Directive :: Word for word, set down the records and skip each picture.

— BEGIN Records provided —

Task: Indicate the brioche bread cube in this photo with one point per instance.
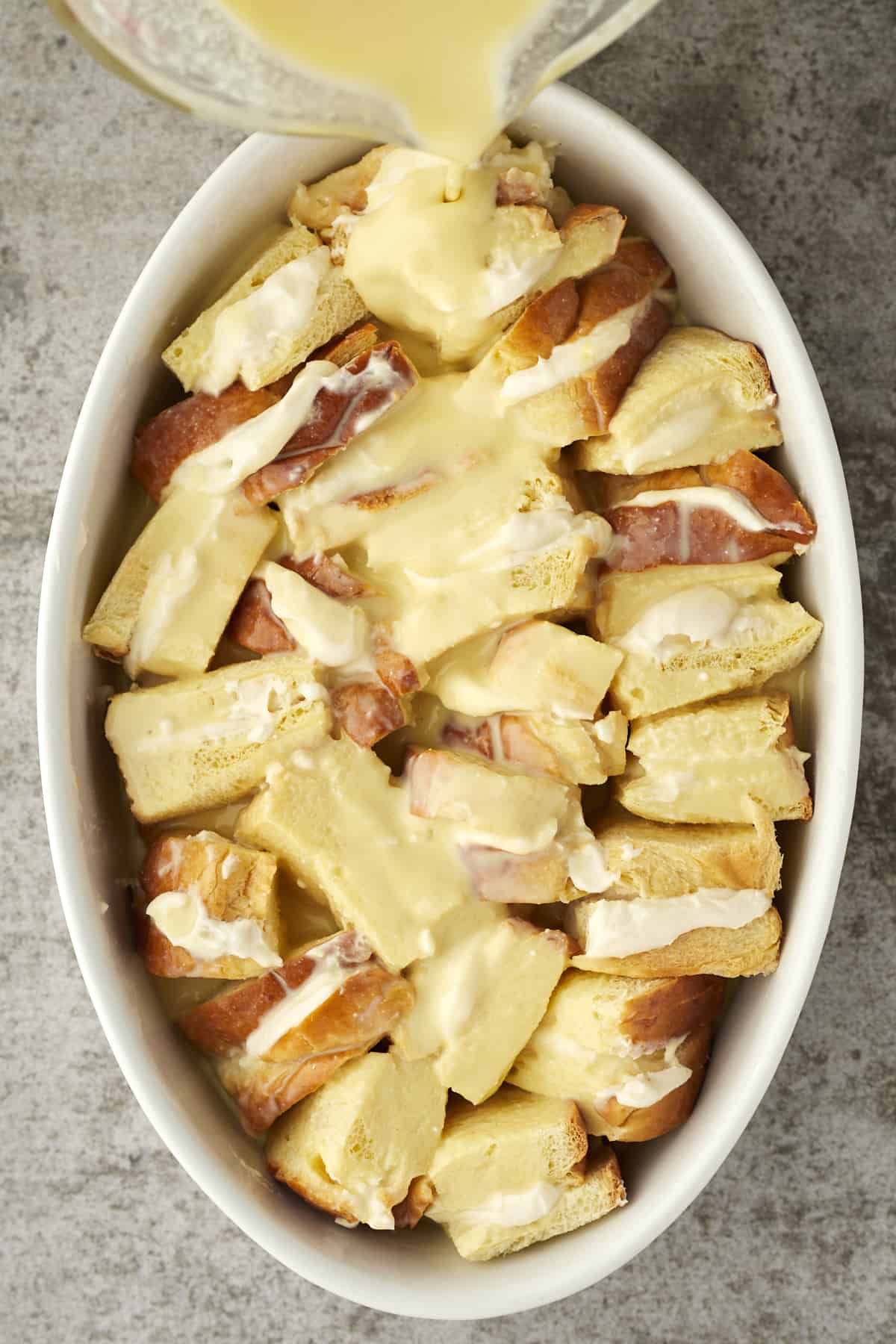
(346, 833)
(694, 632)
(590, 237)
(253, 342)
(320, 203)
(210, 909)
(480, 996)
(718, 514)
(535, 665)
(575, 750)
(682, 895)
(261, 1090)
(532, 562)
(516, 1171)
(568, 359)
(331, 996)
(716, 762)
(276, 1039)
(207, 741)
(171, 597)
(630, 1054)
(491, 804)
(699, 396)
(355, 1147)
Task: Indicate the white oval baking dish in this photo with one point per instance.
(724, 284)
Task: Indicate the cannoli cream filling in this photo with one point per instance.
(328, 631)
(326, 980)
(184, 921)
(253, 327)
(702, 616)
(649, 1086)
(625, 927)
(571, 359)
(504, 1209)
(719, 497)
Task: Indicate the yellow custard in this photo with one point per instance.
(445, 63)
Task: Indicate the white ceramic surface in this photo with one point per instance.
(722, 282)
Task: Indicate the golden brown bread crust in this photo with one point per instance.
(346, 347)
(573, 309)
(187, 428)
(264, 1092)
(254, 624)
(332, 421)
(751, 951)
(418, 1199)
(332, 1201)
(367, 712)
(635, 1125)
(662, 535)
(356, 1016)
(675, 1008)
(326, 574)
(179, 863)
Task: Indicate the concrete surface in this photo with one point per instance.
(786, 114)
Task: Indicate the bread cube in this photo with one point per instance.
(567, 361)
(716, 514)
(346, 833)
(480, 996)
(694, 632)
(516, 1171)
(207, 741)
(716, 764)
(491, 804)
(171, 597)
(328, 998)
(687, 900)
(355, 1147)
(536, 667)
(575, 750)
(630, 1054)
(699, 396)
(290, 302)
(210, 909)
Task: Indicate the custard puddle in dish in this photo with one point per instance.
(454, 732)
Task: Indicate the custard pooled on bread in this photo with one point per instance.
(453, 712)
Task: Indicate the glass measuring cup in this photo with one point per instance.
(195, 55)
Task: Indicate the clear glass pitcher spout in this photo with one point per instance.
(195, 54)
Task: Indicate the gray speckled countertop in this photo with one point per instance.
(786, 114)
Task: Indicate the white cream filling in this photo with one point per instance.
(671, 437)
(371, 1207)
(225, 465)
(327, 979)
(328, 631)
(505, 280)
(184, 921)
(255, 326)
(703, 616)
(505, 1209)
(527, 535)
(625, 927)
(171, 581)
(568, 361)
(719, 497)
(585, 855)
(396, 166)
(258, 707)
(647, 1089)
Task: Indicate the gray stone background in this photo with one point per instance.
(785, 112)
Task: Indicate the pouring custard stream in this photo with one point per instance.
(447, 65)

— END Records provided —

Expected answer ::
Task: Indicate the brioche bread cube in this photo with one point per instance.
(346, 833)
(694, 632)
(590, 237)
(253, 342)
(320, 203)
(210, 909)
(480, 996)
(718, 514)
(535, 665)
(575, 750)
(682, 895)
(261, 1090)
(532, 562)
(516, 1171)
(568, 359)
(331, 996)
(716, 762)
(276, 1039)
(207, 741)
(171, 597)
(630, 1054)
(491, 804)
(699, 396)
(355, 1147)
Task: Indicate the white oval baking dish in this photo with one point per instance.
(724, 284)
Task: Indicate the cannoli cream filling in this photo with one point per instance.
(328, 631)
(326, 980)
(184, 921)
(253, 327)
(702, 616)
(649, 1086)
(625, 927)
(571, 359)
(504, 1209)
(719, 497)
Task: Indicate the yellow custard in this photo with one point per instance.
(445, 63)
Task: Indicate the white ceramic surface in this photo with one point per instance.
(722, 282)
Task: Indicate the golden brown bread crust in this photo with one point per instance.
(346, 347)
(573, 309)
(187, 428)
(264, 1092)
(254, 624)
(332, 421)
(751, 951)
(418, 1199)
(332, 1201)
(367, 712)
(635, 1125)
(662, 535)
(356, 1016)
(675, 1008)
(326, 574)
(179, 863)
Task: Indicate the concrete surface in this photo with one point per instance.
(786, 114)
Task: Indicate the bread cube in this photo with one point per instance.
(567, 361)
(716, 514)
(346, 833)
(480, 996)
(694, 632)
(516, 1171)
(207, 741)
(716, 764)
(491, 804)
(171, 597)
(328, 998)
(687, 900)
(355, 1147)
(536, 667)
(575, 750)
(630, 1054)
(699, 396)
(290, 302)
(210, 909)
Task: Indicate the custard puddle in dish in this photo with one point per instance.
(454, 732)
Task: Indicate the custard pooled on bread in this photo with one point per instance.
(453, 712)
Task: Indicate the glass measuring cup in this photo with one point per instance.
(195, 55)
Task: Indicate the clear glass pitcher spout in this photo with one point per instance.
(195, 54)
Task: Indicate the gray speckled countertop in this photo with one point per instance.
(786, 114)
Task: Indicate the white cream filling in this photo with one point per instance.
(671, 437)
(371, 1207)
(225, 465)
(327, 979)
(328, 631)
(505, 280)
(184, 921)
(255, 326)
(703, 616)
(505, 1209)
(527, 535)
(625, 927)
(171, 581)
(568, 361)
(719, 497)
(585, 855)
(396, 166)
(258, 707)
(647, 1089)
Task: Indicate the gray stone background in this photo with one point per instance.
(785, 112)
Task: Indicate the pouring custard stream in this photo with one point per instance.
(447, 65)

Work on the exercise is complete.